EXERCISE AIM - Could you reproduce the material from the line containing "If you could annotate the unripe" through its end, substituting "Located" for "Reported" and leaving everything else unchanged?
▬▬▬▬▬▬
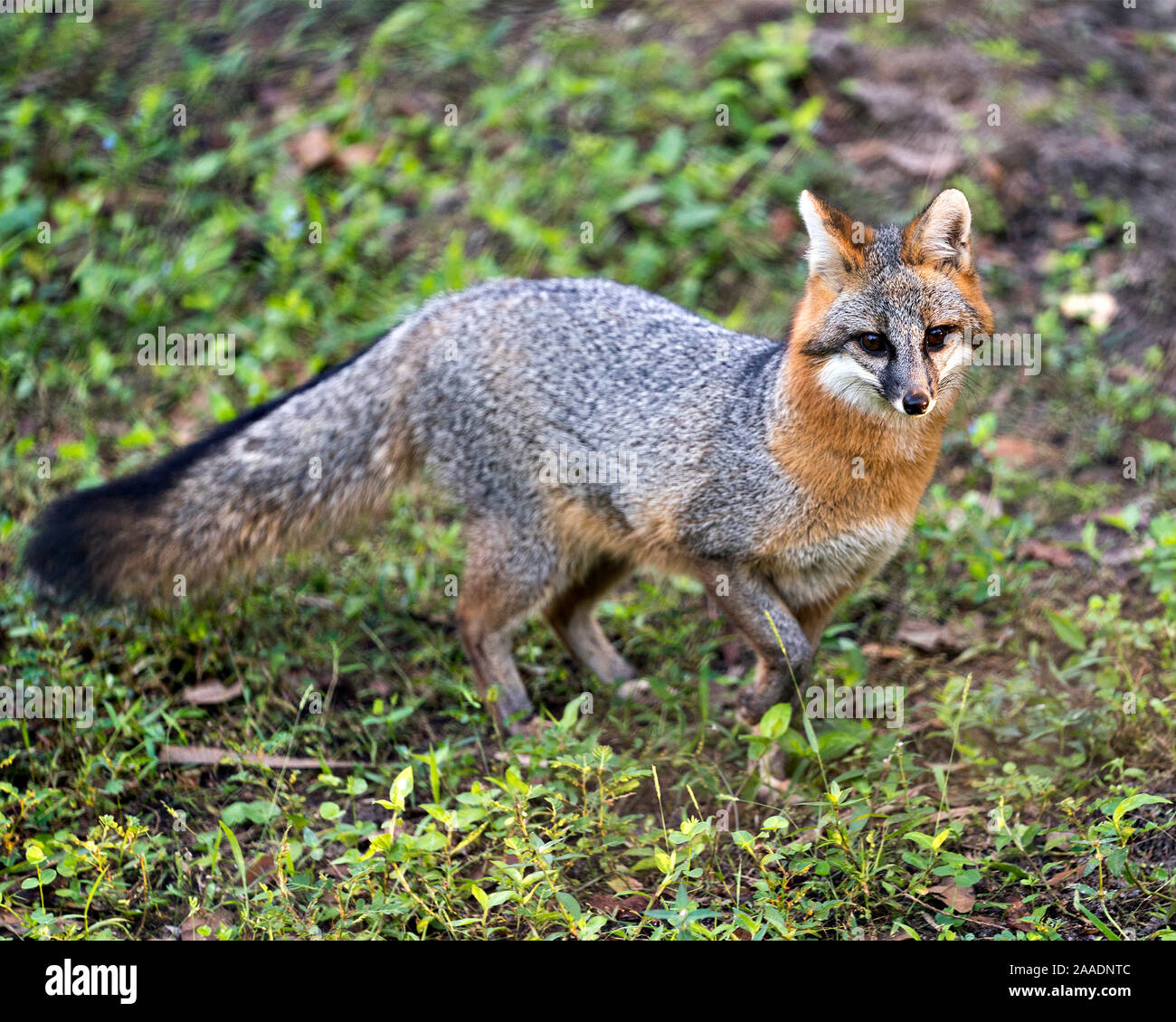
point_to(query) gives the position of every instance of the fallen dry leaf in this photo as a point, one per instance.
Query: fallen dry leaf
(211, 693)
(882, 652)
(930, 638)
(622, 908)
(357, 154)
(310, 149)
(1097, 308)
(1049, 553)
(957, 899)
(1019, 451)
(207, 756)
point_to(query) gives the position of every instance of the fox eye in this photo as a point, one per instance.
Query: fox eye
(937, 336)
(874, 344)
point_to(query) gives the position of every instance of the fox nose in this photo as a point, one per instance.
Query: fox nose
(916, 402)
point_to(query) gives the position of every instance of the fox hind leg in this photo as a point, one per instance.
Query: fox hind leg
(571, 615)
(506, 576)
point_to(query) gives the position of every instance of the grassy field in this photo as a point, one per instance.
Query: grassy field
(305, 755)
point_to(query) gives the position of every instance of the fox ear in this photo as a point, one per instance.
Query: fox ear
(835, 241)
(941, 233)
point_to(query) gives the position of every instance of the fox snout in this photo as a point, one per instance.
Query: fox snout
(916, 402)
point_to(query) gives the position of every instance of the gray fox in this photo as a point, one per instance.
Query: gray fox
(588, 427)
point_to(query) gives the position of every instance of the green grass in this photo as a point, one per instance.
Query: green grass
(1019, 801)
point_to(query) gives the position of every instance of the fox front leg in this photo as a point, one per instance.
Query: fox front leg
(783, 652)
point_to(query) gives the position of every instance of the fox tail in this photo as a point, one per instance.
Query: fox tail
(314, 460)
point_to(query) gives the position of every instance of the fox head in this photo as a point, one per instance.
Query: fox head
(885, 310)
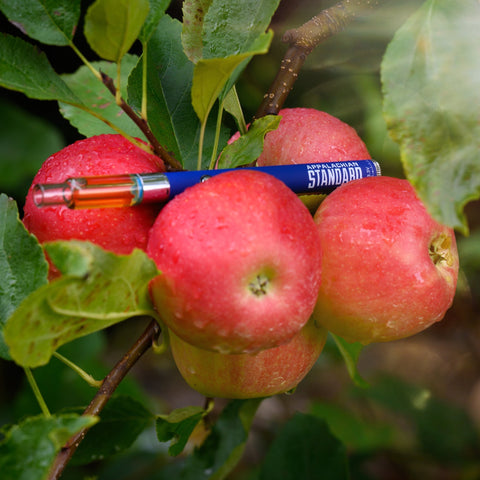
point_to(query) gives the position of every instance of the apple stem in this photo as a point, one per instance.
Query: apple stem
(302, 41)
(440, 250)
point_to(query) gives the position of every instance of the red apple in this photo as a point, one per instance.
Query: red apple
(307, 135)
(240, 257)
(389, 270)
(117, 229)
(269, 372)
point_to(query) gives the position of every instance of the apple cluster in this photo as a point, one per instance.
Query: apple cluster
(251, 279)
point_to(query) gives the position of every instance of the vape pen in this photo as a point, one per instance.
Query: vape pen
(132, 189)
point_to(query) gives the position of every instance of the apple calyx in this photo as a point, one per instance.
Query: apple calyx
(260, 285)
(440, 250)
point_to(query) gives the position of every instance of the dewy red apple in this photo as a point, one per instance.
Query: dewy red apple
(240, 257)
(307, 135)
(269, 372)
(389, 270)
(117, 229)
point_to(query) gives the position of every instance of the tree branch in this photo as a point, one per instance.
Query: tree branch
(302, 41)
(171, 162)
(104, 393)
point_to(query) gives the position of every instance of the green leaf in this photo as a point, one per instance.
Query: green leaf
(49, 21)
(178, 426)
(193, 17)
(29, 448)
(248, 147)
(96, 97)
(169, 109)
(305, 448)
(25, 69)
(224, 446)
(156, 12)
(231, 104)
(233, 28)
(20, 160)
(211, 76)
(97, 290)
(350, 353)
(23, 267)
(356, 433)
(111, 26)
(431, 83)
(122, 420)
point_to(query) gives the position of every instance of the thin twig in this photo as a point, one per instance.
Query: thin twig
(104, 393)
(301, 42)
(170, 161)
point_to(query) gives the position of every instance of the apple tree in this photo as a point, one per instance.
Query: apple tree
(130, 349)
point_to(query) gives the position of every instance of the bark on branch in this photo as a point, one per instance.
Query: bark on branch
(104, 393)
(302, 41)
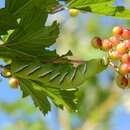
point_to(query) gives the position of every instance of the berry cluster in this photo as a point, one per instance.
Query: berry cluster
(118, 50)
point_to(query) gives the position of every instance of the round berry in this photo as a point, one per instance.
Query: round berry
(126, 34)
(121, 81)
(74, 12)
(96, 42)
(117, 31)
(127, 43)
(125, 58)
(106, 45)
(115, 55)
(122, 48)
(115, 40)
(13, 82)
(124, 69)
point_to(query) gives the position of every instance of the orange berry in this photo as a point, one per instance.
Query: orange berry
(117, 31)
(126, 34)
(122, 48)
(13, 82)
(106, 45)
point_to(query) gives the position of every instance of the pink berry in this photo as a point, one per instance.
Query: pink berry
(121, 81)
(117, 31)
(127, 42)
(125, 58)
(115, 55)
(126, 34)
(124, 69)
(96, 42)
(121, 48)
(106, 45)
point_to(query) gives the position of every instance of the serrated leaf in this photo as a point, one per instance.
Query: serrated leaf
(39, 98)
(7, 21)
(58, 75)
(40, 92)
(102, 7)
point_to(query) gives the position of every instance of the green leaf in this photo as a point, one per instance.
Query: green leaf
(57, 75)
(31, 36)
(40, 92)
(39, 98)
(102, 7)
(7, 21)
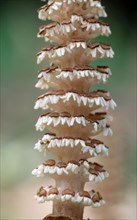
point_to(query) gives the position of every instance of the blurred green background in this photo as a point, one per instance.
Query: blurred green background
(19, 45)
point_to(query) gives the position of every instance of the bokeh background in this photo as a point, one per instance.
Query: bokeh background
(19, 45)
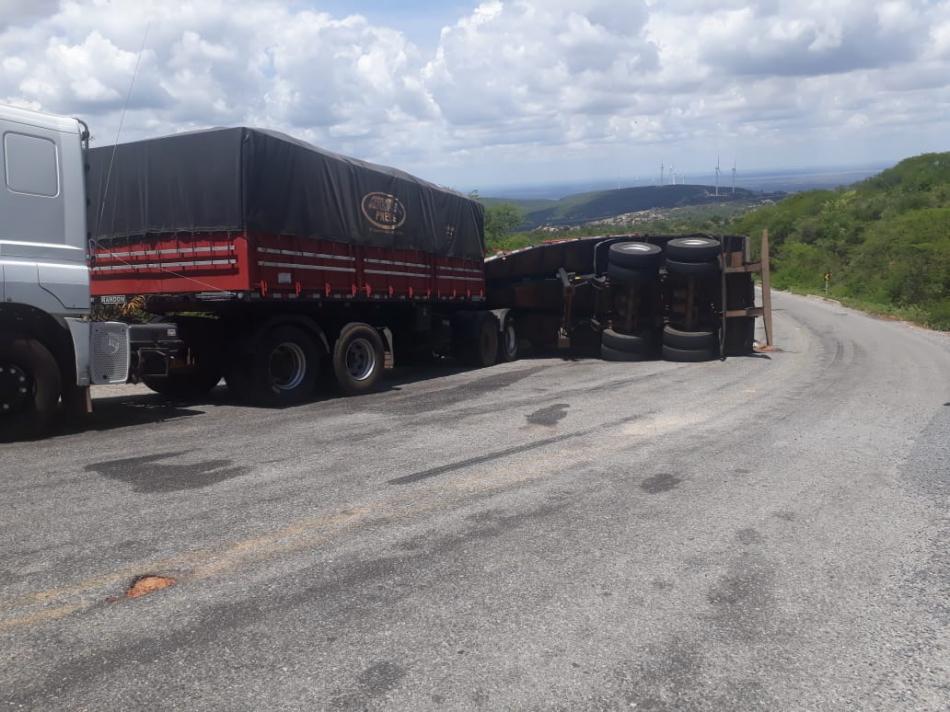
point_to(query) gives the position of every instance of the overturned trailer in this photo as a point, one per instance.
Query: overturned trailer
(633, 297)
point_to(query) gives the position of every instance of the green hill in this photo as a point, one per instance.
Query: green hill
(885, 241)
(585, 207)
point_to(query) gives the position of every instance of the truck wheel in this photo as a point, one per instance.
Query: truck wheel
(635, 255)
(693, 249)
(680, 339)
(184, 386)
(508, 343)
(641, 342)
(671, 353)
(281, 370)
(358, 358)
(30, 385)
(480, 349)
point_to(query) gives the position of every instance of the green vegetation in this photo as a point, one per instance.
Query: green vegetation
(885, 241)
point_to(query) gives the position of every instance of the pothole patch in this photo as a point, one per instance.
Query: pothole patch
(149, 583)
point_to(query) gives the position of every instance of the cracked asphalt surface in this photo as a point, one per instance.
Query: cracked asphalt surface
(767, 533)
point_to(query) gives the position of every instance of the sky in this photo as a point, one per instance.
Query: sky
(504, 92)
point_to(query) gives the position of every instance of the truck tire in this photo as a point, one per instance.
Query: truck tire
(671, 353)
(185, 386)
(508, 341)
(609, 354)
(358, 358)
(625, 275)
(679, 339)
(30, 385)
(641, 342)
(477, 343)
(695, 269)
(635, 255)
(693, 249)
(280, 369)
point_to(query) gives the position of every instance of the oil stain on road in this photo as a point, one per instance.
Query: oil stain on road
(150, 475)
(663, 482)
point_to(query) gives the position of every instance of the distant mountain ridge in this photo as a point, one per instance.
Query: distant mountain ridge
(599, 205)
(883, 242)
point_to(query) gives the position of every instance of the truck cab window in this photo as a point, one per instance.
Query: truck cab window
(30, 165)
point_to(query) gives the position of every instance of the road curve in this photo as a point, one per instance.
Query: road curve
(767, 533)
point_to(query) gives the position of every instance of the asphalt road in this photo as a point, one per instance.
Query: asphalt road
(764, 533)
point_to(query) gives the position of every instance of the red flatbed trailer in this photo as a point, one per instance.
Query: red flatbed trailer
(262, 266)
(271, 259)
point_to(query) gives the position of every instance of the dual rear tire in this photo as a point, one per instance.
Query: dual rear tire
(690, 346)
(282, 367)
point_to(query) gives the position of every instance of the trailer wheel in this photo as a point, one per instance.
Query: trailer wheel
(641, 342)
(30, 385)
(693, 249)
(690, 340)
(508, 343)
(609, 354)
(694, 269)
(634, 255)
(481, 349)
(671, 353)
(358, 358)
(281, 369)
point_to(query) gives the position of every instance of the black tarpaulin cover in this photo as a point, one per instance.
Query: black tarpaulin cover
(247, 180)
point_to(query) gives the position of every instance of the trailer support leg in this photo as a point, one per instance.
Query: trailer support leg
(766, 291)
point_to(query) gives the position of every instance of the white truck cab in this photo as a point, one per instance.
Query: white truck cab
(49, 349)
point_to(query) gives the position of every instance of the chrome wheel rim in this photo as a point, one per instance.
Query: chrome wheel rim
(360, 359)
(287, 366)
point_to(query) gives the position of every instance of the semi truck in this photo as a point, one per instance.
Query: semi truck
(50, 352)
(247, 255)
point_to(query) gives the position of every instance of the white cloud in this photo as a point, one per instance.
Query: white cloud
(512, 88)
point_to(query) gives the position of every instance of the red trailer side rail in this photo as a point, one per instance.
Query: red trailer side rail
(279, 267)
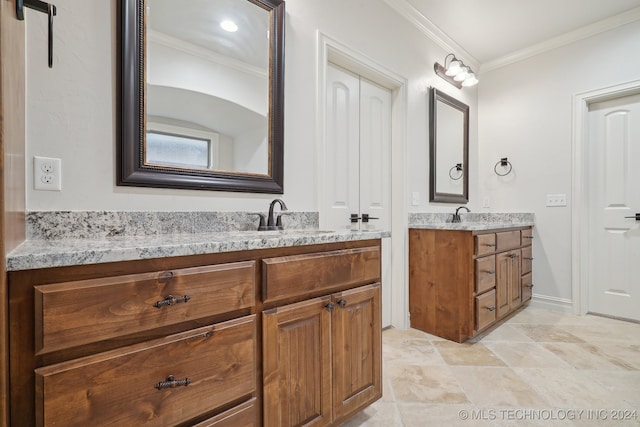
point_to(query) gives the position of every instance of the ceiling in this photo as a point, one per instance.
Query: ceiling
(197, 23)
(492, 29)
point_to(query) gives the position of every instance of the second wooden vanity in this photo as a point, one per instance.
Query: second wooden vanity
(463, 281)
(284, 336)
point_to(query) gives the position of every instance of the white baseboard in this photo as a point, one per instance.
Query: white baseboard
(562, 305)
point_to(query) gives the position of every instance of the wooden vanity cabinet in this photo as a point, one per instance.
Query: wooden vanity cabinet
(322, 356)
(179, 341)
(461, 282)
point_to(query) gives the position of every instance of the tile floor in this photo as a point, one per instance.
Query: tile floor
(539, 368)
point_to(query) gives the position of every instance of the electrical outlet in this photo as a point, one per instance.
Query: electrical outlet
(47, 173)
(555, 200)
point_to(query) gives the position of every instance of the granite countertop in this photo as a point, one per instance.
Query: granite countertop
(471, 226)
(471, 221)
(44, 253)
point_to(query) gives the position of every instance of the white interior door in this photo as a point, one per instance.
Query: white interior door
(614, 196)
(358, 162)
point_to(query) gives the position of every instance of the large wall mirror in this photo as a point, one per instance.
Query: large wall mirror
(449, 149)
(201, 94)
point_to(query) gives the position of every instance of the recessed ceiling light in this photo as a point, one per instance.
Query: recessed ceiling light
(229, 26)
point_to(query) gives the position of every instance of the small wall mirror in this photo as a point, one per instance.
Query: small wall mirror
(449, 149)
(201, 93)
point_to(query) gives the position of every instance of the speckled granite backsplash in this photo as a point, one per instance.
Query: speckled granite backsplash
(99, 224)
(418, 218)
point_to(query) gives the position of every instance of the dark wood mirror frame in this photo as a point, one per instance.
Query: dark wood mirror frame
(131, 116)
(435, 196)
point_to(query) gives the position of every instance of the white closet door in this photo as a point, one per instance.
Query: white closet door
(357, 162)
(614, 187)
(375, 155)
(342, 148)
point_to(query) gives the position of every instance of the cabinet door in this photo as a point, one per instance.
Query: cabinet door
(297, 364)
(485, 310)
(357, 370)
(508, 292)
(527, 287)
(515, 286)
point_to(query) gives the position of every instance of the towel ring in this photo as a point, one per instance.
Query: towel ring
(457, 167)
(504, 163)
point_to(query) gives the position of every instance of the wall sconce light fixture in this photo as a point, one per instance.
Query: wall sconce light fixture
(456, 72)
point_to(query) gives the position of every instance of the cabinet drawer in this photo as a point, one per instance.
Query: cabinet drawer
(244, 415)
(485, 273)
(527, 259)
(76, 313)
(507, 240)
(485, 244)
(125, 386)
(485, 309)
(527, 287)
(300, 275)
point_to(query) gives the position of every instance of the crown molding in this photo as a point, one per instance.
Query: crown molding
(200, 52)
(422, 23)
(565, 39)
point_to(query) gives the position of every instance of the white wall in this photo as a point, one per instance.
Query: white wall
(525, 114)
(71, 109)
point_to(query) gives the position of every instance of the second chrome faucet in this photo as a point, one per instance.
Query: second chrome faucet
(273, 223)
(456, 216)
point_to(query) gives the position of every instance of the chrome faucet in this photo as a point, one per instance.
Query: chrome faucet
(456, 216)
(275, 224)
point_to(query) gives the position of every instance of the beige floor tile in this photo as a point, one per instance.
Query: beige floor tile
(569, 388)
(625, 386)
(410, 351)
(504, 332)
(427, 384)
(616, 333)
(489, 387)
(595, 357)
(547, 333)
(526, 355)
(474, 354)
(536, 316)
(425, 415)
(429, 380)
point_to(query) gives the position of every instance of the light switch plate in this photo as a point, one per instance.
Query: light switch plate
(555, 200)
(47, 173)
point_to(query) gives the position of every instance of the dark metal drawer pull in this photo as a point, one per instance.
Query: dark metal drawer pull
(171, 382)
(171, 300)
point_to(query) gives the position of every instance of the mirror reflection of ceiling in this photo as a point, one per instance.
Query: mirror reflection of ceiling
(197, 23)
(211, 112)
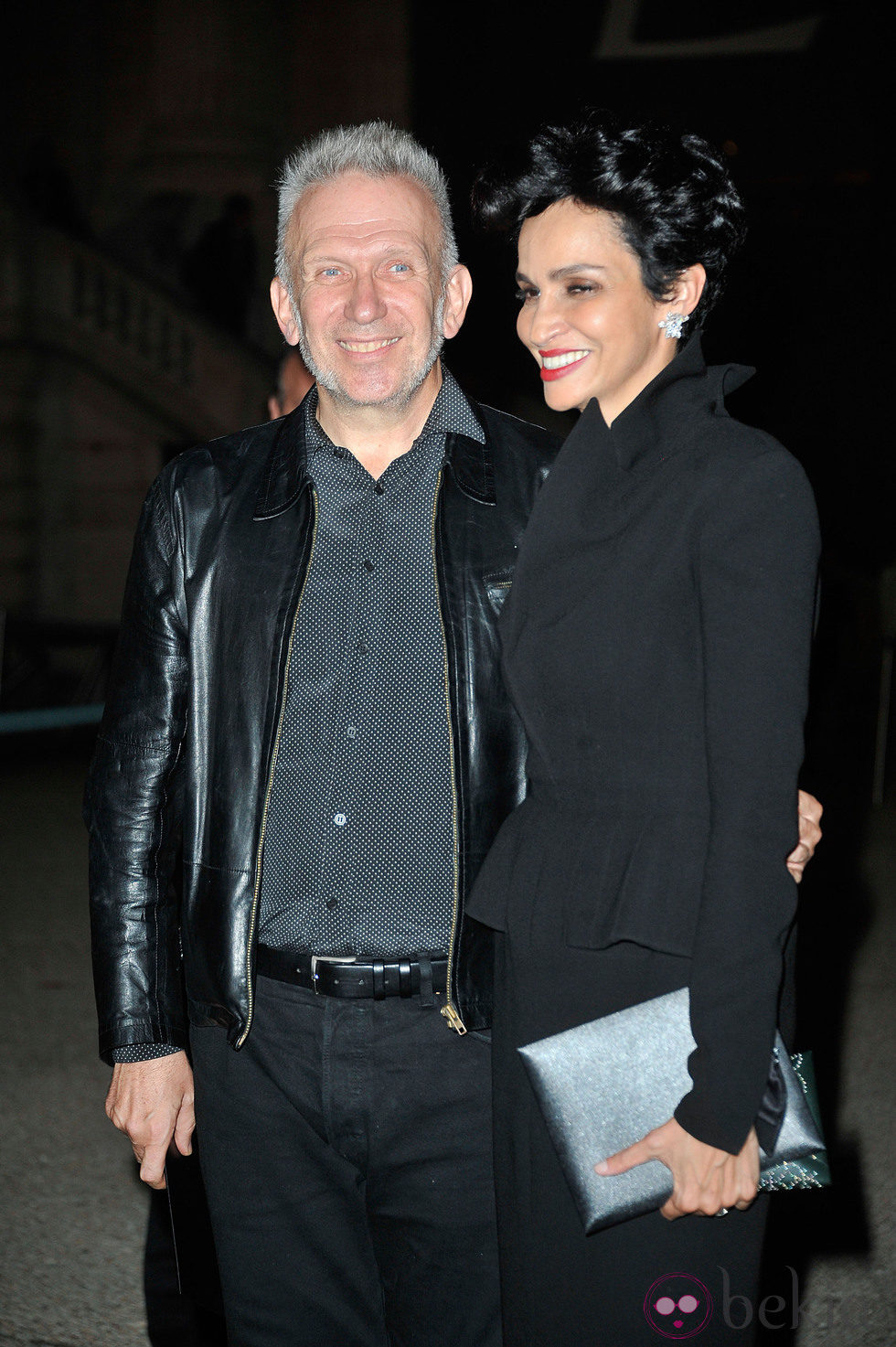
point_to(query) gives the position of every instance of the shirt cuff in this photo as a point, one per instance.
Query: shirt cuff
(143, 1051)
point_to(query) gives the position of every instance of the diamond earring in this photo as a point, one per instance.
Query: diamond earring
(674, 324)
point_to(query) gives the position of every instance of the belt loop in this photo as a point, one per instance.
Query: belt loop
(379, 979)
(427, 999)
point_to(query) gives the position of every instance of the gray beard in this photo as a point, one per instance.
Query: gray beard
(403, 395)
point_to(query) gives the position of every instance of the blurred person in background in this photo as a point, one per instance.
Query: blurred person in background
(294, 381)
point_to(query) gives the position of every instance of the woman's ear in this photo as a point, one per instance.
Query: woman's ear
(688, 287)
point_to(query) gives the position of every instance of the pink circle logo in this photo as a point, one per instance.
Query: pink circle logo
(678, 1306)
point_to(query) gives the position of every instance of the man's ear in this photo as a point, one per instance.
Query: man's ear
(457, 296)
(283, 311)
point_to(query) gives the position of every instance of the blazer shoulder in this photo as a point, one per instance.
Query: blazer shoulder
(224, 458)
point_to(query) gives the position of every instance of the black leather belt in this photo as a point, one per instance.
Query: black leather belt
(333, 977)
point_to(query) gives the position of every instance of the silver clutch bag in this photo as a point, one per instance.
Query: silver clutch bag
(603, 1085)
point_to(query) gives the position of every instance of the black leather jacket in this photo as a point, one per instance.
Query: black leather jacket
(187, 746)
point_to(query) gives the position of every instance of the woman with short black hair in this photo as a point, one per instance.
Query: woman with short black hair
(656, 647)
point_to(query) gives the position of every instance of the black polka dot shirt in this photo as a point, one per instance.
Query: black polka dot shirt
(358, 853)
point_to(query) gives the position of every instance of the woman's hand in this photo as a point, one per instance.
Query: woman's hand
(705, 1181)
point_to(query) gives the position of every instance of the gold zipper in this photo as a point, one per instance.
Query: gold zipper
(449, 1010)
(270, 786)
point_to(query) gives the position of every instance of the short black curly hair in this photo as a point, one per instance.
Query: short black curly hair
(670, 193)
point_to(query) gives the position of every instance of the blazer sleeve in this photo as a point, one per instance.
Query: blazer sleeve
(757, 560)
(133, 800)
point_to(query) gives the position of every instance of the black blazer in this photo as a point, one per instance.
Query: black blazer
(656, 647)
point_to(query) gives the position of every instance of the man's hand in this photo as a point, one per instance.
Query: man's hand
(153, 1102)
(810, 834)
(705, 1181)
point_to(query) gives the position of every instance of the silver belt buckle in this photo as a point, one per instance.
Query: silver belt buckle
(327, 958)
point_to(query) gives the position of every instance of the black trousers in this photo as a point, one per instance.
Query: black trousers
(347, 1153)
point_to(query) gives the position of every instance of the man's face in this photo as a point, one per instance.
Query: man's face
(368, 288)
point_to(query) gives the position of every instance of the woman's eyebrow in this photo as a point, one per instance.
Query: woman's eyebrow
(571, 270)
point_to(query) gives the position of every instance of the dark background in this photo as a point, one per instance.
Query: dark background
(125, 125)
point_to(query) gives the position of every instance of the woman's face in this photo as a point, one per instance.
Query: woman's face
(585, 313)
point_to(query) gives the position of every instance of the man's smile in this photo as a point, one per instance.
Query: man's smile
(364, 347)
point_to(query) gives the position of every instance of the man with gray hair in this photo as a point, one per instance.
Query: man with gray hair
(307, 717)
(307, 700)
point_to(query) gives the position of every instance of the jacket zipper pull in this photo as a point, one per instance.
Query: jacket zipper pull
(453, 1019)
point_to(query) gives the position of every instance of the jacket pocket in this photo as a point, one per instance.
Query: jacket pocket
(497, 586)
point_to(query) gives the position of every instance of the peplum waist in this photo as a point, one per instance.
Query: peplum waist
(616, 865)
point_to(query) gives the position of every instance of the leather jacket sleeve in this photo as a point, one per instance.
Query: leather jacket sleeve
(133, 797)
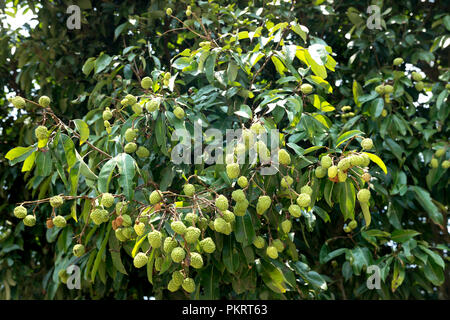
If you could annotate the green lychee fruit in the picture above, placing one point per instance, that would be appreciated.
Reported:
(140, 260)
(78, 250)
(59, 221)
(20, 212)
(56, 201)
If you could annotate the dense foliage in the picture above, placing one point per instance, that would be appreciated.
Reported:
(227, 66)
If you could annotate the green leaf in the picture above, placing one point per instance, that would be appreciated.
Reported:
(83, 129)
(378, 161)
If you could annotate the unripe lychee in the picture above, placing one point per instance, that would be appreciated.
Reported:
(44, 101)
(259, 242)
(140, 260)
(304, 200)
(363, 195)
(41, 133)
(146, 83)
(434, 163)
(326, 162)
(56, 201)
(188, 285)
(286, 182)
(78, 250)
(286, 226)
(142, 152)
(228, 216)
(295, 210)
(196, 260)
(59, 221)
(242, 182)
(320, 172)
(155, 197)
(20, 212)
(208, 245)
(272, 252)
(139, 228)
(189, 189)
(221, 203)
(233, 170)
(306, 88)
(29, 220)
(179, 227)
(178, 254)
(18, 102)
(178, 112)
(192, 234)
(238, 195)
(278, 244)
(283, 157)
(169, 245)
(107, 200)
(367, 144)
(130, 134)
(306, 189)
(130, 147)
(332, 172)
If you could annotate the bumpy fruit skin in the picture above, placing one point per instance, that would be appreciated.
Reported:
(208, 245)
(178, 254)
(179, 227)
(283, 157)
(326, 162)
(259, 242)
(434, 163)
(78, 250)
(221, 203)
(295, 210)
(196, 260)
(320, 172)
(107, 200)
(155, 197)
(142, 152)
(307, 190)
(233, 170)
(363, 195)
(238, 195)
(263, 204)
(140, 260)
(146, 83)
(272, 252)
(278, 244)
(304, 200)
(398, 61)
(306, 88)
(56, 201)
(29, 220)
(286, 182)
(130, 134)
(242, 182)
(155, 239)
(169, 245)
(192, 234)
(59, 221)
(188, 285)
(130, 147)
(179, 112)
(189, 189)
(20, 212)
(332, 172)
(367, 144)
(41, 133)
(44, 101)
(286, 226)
▬▬▬▬▬▬
THE SOLUTION -
If you could annotate the unripe lychee in the picture above, placing one point per instance, that would be appreciated.
Located:
(44, 101)
(259, 242)
(140, 260)
(304, 200)
(363, 195)
(41, 133)
(146, 83)
(434, 163)
(326, 162)
(56, 201)
(188, 285)
(286, 182)
(78, 250)
(286, 226)
(142, 152)
(228, 216)
(295, 210)
(196, 260)
(59, 221)
(242, 182)
(320, 172)
(155, 197)
(20, 212)
(208, 245)
(272, 252)
(139, 228)
(189, 189)
(221, 203)
(233, 170)
(306, 88)
(29, 220)
(179, 227)
(178, 254)
(18, 102)
(178, 112)
(192, 234)
(238, 195)
(278, 244)
(283, 157)
(169, 245)
(107, 200)
(367, 144)
(130, 134)
(306, 189)
(130, 147)
(332, 172)
If you could annotate the bumpy fruit skin in the picture above, placing one point per instance, that would be appreciated.
Located:
(208, 245)
(178, 254)
(179, 227)
(283, 157)
(326, 162)
(259, 242)
(434, 163)
(78, 250)
(221, 203)
(295, 210)
(196, 260)
(320, 172)
(107, 200)
(155, 197)
(142, 152)
(307, 190)
(233, 170)
(363, 195)
(238, 195)
(263, 204)
(140, 260)
(146, 83)
(272, 252)
(278, 244)
(304, 200)
(398, 61)
(306, 88)
(56, 201)
(29, 220)
(286, 182)
(130, 134)
(242, 182)
(155, 239)
(169, 245)
(192, 234)
(59, 221)
(188, 285)
(130, 147)
(179, 112)
(189, 189)
(20, 212)
(332, 172)
(367, 144)
(41, 133)
(44, 101)
(286, 226)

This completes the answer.